● Task directions
Select every line in the rows that contains the word "navy" and copy each one out in full.

● Data listing
----------------

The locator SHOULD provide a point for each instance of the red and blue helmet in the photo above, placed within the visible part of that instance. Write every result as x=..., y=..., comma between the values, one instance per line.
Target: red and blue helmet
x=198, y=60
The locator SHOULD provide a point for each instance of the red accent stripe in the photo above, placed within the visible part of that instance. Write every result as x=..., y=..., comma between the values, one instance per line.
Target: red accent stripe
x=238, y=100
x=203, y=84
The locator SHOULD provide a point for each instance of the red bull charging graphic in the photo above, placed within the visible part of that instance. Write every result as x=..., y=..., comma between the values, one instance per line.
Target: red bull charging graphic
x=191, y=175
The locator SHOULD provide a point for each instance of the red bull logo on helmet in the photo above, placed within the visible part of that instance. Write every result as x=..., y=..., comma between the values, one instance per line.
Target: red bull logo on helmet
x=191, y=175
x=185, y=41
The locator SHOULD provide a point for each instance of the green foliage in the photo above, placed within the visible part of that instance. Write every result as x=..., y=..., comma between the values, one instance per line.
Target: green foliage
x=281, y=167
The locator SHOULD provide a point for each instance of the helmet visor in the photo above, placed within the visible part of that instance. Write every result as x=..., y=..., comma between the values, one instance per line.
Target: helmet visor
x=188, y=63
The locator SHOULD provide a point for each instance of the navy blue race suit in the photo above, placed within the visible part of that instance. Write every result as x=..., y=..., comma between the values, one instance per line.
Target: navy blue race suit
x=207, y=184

----------------

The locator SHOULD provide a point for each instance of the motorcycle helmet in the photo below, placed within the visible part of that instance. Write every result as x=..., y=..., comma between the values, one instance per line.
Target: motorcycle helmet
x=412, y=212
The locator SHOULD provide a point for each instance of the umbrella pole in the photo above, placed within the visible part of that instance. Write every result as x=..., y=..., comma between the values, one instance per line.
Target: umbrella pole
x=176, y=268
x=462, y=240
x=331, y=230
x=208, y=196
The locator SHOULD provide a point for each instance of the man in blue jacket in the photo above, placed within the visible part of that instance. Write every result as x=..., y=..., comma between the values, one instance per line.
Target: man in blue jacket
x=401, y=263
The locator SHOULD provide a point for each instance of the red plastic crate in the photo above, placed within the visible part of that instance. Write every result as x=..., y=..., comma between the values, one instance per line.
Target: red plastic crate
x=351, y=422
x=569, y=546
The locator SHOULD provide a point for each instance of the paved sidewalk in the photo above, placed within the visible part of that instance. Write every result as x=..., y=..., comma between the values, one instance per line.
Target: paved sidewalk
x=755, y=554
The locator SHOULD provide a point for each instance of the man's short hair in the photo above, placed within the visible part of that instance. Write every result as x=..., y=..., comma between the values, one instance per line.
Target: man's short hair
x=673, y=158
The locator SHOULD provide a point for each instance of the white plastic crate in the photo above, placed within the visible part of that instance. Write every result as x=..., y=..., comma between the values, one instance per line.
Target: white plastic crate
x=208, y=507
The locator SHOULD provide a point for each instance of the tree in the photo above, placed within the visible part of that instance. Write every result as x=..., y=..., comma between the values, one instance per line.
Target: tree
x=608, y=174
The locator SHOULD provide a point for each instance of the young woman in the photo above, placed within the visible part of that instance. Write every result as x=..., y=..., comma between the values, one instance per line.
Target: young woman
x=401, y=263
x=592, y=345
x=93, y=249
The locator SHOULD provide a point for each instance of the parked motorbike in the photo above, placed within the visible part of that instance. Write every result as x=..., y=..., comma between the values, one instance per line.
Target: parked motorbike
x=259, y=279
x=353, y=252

----------------

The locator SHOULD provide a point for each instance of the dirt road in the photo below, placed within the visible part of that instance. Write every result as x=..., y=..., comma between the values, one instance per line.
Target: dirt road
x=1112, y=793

----------------

● Correct output
The locator SHOULD provide a point for each instance of the navy blue race suit in the photo above, placed within the visible part of that instance. Write every result as x=..., y=..., comma between the values, one instance per line.
Target: navy blue race suit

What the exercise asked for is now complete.